WHAT IS ASKED:
Rewrite every line of the rows below as a numbered list, omitting blank lines and leaving out the pictures.

EXTRACTED RECORDS:
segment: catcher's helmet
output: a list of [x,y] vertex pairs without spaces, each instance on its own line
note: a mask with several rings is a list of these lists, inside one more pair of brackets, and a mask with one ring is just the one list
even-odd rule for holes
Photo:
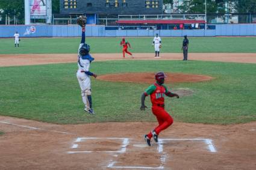
[[158,72],[155,75],[155,80],[160,85],[163,84],[164,82],[164,77],[166,77],[166,76],[163,72]]
[[79,53],[82,56],[87,55],[90,52],[90,46],[84,43],[79,50]]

RESULT OF THIS EXERCISE:
1. segment: catcher's helmet
2. output: a list of [x,y] vertex pairs without spaces, each instance on its own line
3. note: a mask with several rings is a list of these lists, inside one more pair of brackets, and a mask with one ring is just the one list
4. even-odd rule for holes
5. Photo:
6. [[158,72],[155,75],[155,80],[160,85],[163,84],[164,82],[164,77],[166,77],[166,76],[163,72]]
7. [[79,53],[82,56],[87,55],[90,52],[90,46],[84,43],[79,50]]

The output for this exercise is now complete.